** Opening RECORDS SUPPLIED block **

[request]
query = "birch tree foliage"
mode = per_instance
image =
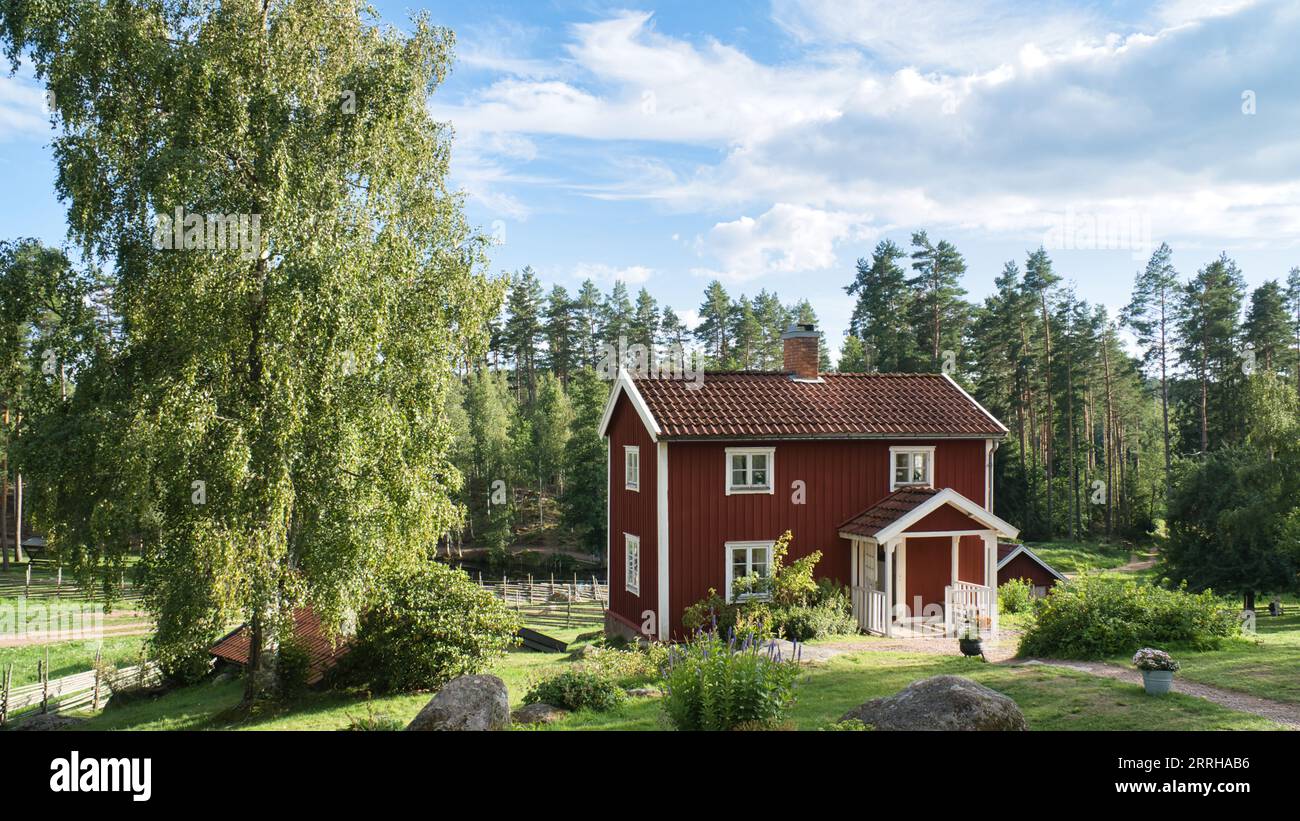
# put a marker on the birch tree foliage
(298, 378)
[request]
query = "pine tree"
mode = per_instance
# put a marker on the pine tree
(746, 334)
(714, 329)
(1208, 322)
(1151, 315)
(644, 328)
(1039, 279)
(937, 308)
(1268, 326)
(852, 356)
(882, 315)
(586, 324)
(523, 331)
(560, 330)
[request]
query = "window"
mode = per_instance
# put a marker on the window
(632, 563)
(749, 568)
(911, 467)
(632, 467)
(749, 470)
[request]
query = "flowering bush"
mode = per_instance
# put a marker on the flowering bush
(1152, 659)
(711, 683)
(576, 689)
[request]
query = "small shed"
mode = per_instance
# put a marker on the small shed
(1019, 561)
(323, 651)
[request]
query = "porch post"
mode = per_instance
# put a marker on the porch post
(889, 547)
(991, 570)
(957, 541)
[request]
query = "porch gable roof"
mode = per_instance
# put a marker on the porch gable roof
(904, 508)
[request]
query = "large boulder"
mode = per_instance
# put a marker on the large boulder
(467, 703)
(941, 703)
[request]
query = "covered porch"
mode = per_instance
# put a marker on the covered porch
(923, 563)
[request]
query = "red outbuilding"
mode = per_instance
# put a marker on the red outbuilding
(889, 476)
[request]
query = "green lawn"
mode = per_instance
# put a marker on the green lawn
(1052, 699)
(69, 657)
(1075, 556)
(1266, 665)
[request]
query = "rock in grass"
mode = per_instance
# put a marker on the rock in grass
(538, 713)
(941, 703)
(467, 703)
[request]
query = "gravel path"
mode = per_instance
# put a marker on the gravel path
(1281, 712)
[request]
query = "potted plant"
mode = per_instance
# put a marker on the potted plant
(970, 642)
(1157, 669)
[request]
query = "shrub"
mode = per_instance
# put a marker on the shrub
(1096, 616)
(1152, 659)
(710, 683)
(1015, 596)
(802, 622)
(632, 667)
(433, 625)
(577, 689)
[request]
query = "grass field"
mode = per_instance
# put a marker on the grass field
(1075, 556)
(1266, 665)
(1052, 699)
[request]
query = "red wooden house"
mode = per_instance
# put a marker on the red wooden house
(889, 476)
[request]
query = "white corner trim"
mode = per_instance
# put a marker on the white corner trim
(771, 472)
(1023, 548)
(662, 547)
(983, 409)
(960, 502)
(625, 385)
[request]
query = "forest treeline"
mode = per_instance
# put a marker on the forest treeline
(1103, 434)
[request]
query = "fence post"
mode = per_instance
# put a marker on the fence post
(43, 673)
(94, 703)
(4, 696)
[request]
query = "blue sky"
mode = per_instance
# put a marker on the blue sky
(771, 143)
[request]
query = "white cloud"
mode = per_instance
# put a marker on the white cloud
(22, 108)
(784, 239)
(599, 272)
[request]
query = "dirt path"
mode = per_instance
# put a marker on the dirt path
(1281, 712)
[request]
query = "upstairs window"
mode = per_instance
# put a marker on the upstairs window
(911, 467)
(749, 470)
(632, 564)
(632, 467)
(749, 570)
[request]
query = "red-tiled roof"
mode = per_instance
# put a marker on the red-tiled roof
(888, 511)
(310, 633)
(772, 404)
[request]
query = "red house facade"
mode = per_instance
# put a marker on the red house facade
(889, 476)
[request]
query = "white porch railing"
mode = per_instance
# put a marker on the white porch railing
(966, 603)
(869, 607)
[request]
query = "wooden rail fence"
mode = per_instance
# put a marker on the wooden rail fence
(91, 689)
(550, 603)
(51, 583)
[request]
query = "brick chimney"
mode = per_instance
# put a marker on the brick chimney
(801, 351)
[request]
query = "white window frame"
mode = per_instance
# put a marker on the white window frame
(631, 580)
(749, 564)
(632, 455)
(749, 468)
(909, 448)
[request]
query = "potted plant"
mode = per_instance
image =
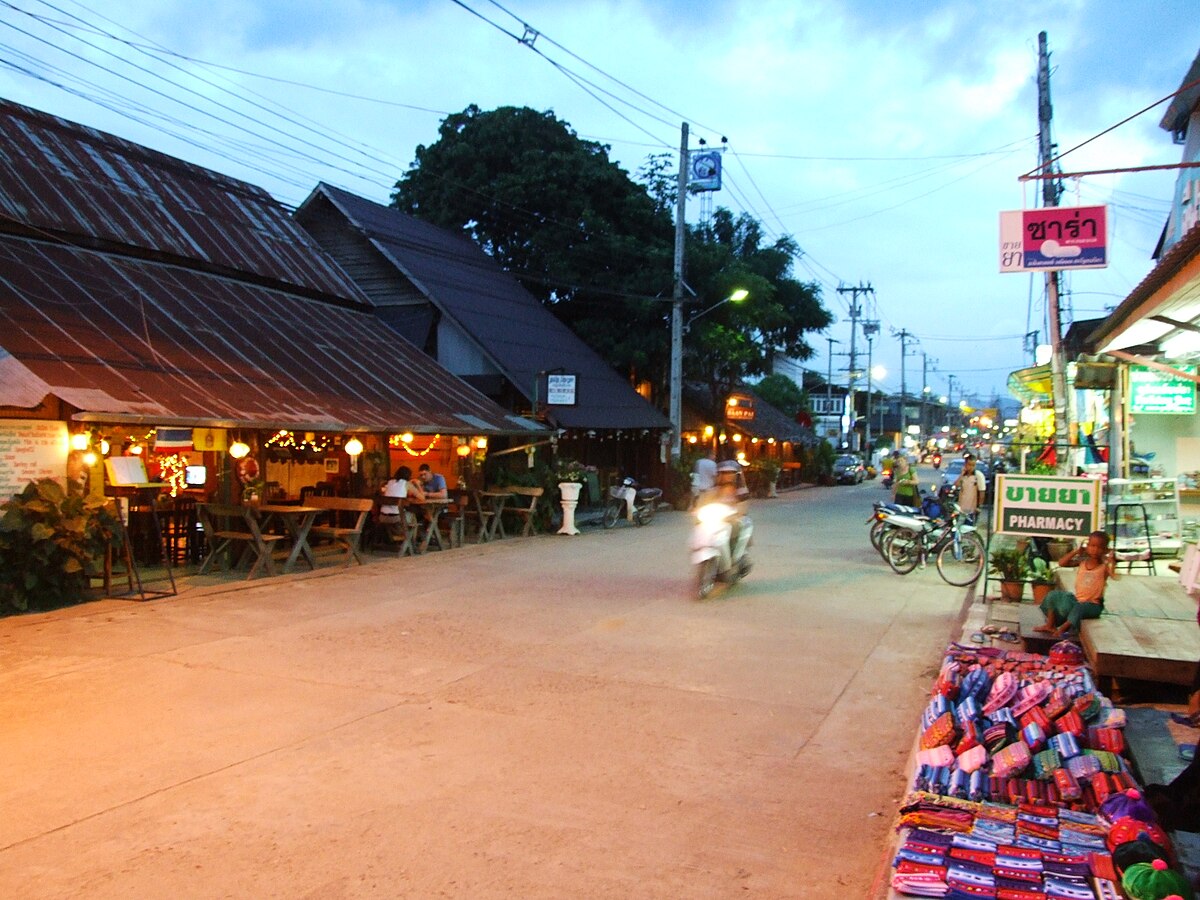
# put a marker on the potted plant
(1042, 579)
(1013, 568)
(767, 471)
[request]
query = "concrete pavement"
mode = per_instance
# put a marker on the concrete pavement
(540, 718)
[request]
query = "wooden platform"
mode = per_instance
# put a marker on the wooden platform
(1147, 631)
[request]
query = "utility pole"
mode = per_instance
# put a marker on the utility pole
(1051, 190)
(853, 359)
(829, 378)
(870, 329)
(905, 336)
(677, 304)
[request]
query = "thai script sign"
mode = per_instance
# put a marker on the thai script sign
(1054, 238)
(1161, 393)
(31, 449)
(1047, 505)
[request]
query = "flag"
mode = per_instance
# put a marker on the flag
(172, 441)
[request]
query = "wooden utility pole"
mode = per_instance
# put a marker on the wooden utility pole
(1051, 190)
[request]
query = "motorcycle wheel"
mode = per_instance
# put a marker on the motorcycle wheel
(706, 577)
(966, 567)
(903, 551)
(876, 532)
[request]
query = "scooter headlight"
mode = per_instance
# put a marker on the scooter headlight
(712, 514)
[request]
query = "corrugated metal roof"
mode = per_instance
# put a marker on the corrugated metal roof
(69, 179)
(136, 340)
(521, 336)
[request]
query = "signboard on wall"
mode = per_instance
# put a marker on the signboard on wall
(1047, 505)
(31, 449)
(1159, 393)
(1054, 238)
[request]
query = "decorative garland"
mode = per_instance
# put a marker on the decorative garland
(402, 441)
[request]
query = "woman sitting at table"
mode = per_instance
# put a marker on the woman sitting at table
(401, 486)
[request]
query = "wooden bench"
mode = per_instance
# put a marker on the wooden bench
(1147, 630)
(226, 526)
(343, 538)
(525, 505)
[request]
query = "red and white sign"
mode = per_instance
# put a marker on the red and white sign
(1054, 238)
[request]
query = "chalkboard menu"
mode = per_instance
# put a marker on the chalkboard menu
(31, 449)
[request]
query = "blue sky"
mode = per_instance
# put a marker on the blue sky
(885, 137)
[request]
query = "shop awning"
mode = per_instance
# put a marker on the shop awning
(1031, 384)
(129, 340)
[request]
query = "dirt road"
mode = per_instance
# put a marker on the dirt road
(541, 718)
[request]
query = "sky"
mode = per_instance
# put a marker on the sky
(883, 136)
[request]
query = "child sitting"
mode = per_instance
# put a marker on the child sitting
(1097, 564)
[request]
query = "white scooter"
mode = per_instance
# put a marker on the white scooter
(712, 552)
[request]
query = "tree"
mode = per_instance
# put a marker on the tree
(781, 393)
(739, 341)
(552, 209)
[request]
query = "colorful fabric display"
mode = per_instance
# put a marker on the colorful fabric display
(1069, 723)
(1044, 763)
(1127, 804)
(940, 732)
(1067, 745)
(972, 759)
(1002, 691)
(1153, 881)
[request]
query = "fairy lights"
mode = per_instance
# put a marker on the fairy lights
(403, 441)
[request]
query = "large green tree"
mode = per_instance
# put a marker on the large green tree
(739, 341)
(555, 210)
(594, 244)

** Closing RECORDS SUPPLIED block **

→ EXERCISE
Skip the pictures, then retype every line above exactly.

→ RESPONSE AREA
[request]
query = "birch tree foliage"
mode = per_instance
image =
# put a marker on the birch tree foliage
(298, 378)
[request]
query = "pine tree"
mode = per_instance
# put a marker on the pine tree
(746, 334)
(714, 329)
(1208, 322)
(1151, 315)
(644, 328)
(1039, 279)
(937, 308)
(1268, 326)
(852, 356)
(882, 315)
(586, 324)
(523, 331)
(560, 330)
[request]
query = "window"
mode = per_instance
# put a marker on the window
(632, 563)
(749, 568)
(911, 467)
(632, 467)
(749, 470)
[request]
query = "flowering bush"
mode = per_instance
# put a marker on the flowering bush
(1152, 659)
(711, 683)
(576, 689)
[request]
query = "small shed"
mode = per_instance
# put a marker on the small shed
(1019, 561)
(323, 651)
[request]
query = "porch post"
mode = per_instance
# put a marker on the porch post
(889, 547)
(991, 570)
(957, 541)
[request]
query = "porch gable roof"
mode = per_instance
# put a marker on the porch gable roof
(904, 508)
[request]
query = "large boulder"
mode = per_instance
# put a marker on the large boulder
(467, 703)
(941, 703)
[request]
query = "covered porch"
mode = per_instance
# put a marker on the covered porch
(923, 563)
[request]
query = "red outbuilding"
mode = per_instance
# put a marker on the red outbuilding
(889, 476)
[request]
query = "green lawn"
mode = per_instance
# put a marker on the green lawn
(1052, 699)
(69, 657)
(1075, 556)
(1266, 665)
[request]
query = "rock in grass"
mode = per_instance
# put a marker on the rock in grass
(538, 713)
(941, 703)
(467, 703)
[request]
query = "gravel path"
mode = per_instance
# put a marker on the gravel path
(1281, 712)
[request]
query = "potted plant"
mode = per_instance
# put a marker on the potted plant
(970, 642)
(1157, 669)
[request]
query = "shrub"
mode = per_instance
# put a marker on the shrub
(1096, 616)
(1152, 659)
(710, 683)
(1015, 596)
(802, 622)
(632, 667)
(433, 625)
(577, 689)
[request]
query = "grass field"
mode = per_instance
# put a marker on the grass field
(1075, 556)
(1266, 665)
(1052, 699)
[request]
query = "red wooden house"
mode = per_instance
# put a marker on the red wooden house
(889, 476)
[request]
query = "white corner trim"
mode = per_instance
# put a marker on the white corner trim
(771, 472)
(1023, 548)
(662, 547)
(983, 409)
(960, 502)
(625, 385)
[request]
query = "forest treeline"
mode = per_instance
# put a marker on the forest treeline
(1103, 434)
[request]
query = "fence post"
mode = per_instance
# put a marker on the fence post
(43, 673)
(94, 703)
(4, 696)
[request]
query = "blue sky"
mode = per_instance
# put a marker on the blue sky
(771, 143)
[request]
query = "white cloud"
mode = per_instance
# put a marker on the white cloud
(22, 108)
(784, 239)
(599, 272)
[request]
query = "dirt path"
mode = per_instance
# put a marker on the dirt path
(1281, 712)
[request]
query = "upstairs window"
mode = per_instance
# put a marker on the upstairs window
(911, 467)
(749, 470)
(632, 564)
(632, 467)
(749, 570)
[request]
query = "red-tiled roof"
mode = per_instance
# put a marker on the red-tiled roof
(888, 511)
(310, 633)
(772, 404)
[request]
query = "red house facade"
mode = per_instance
# put a marker on the red house facade
(889, 476)
[request]
query = "white porch railing"
mode = per_instance
# put a marker on the white porch railing
(966, 603)
(869, 607)
[request]
query = "wooden rail fence"
mode = per_instance
# put a marker on the wooden rail fence
(91, 689)
(550, 603)
(51, 583)
[request]
query = "brick chimney"
mode = per_instance
# put a marker on the brick chimney
(801, 351)
[request]
query = "white window frame"
mode = per_instance
# put a marker on the white window frame
(631, 580)
(749, 564)
(632, 455)
(749, 468)
(909, 448)
[request]
query = "potted plant"
mode = per_instance
image =
# put a marker on the potted plant
(1042, 579)
(1013, 568)
(767, 471)
[request]
query = "concrete pavement"
mode = per_instance
# put a marker on the concrete pavement
(540, 718)
[request]
query = "wooden platform"
mode = per_instance
# put a marker on the wooden platform
(1147, 631)
[request]
query = "utility pole"
mode = per_instance
# put a marker on the utility pole
(1051, 190)
(853, 359)
(829, 378)
(870, 329)
(905, 336)
(677, 304)
[request]
query = "thai script sign"
mode = per_instance
# put a marker on the thai script sign
(1054, 238)
(1161, 393)
(31, 449)
(1047, 505)
[request]
query = "flag"
mode = per_instance
# put a marker on the flag
(172, 441)
[request]
query = "wooden utility pole"
mode = per_instance
# put a marker on the wooden utility pole
(1051, 190)
[request]
query = "motorcycle wheel"
mode = per_instance
# put a marker on the motorcycle wheel
(706, 577)
(966, 567)
(903, 551)
(876, 532)
[request]
query = "scooter headlight"
mode = per_instance
# put a marker on the scooter headlight
(712, 514)
[request]
query = "corrugated metal roof"
mode = per_instance
# put a marker on the corrugated metal roof
(69, 179)
(136, 340)
(521, 336)
[request]
query = "signboard on wall"
mode = per_instance
# put a marker on the signboard on wall
(1047, 505)
(31, 449)
(1159, 393)
(1054, 238)
[request]
query = "decorative garland"
mode = per_instance
# put a marker on the decorative garland
(402, 441)
[request]
query = "woman sitting at table"
mode = per_instance
# put a marker on the woman sitting at table
(401, 486)
[request]
query = "wooden bench"
mode = per_instance
# put a marker on the wooden bench
(1147, 630)
(226, 526)
(343, 538)
(525, 505)
[request]
query = "red and white sign"
mode = per_instance
# put a marker on the red and white sign
(1054, 238)
[request]
query = "chalkboard menu"
mode = per_instance
# put a marker on the chalkboard menu
(31, 449)
[request]
query = "blue sky"
mode = per_instance
# put a marker on the blue sky
(885, 137)
[request]
query = "shop awning"
mode = per_instance
# put a marker on the shop awning
(1031, 384)
(129, 340)
[request]
query = "dirt road"
mode = per_instance
# put a marker on the dirt road
(541, 718)
[request]
query = "sky"
mode = per_instance
# put a marker on the sky
(883, 136)
[request]
query = "child sitting"
mode = per_instance
# put a marker on the child sitting
(1097, 564)
[request]
query = "white scooter"
mode = per_instance
# put a marker on the white scooter
(712, 552)
[request]
query = "tree"
mode = per_instance
# put a marker on the tree
(781, 393)
(739, 341)
(552, 209)
[request]
query = "colorful fabric display"
mode = per_instance
# put a marker on the colorful fabric display
(1069, 723)
(1044, 763)
(1127, 804)
(940, 732)
(1067, 745)
(972, 759)
(1002, 691)
(1153, 881)
[request]
query = "fairy lights"
mode = per_instance
# put a marker on the fairy lights
(403, 441)
[request]
query = "large green tree"
mode = per_instance
# put a marker on the large green tree
(739, 341)
(555, 210)
(594, 244)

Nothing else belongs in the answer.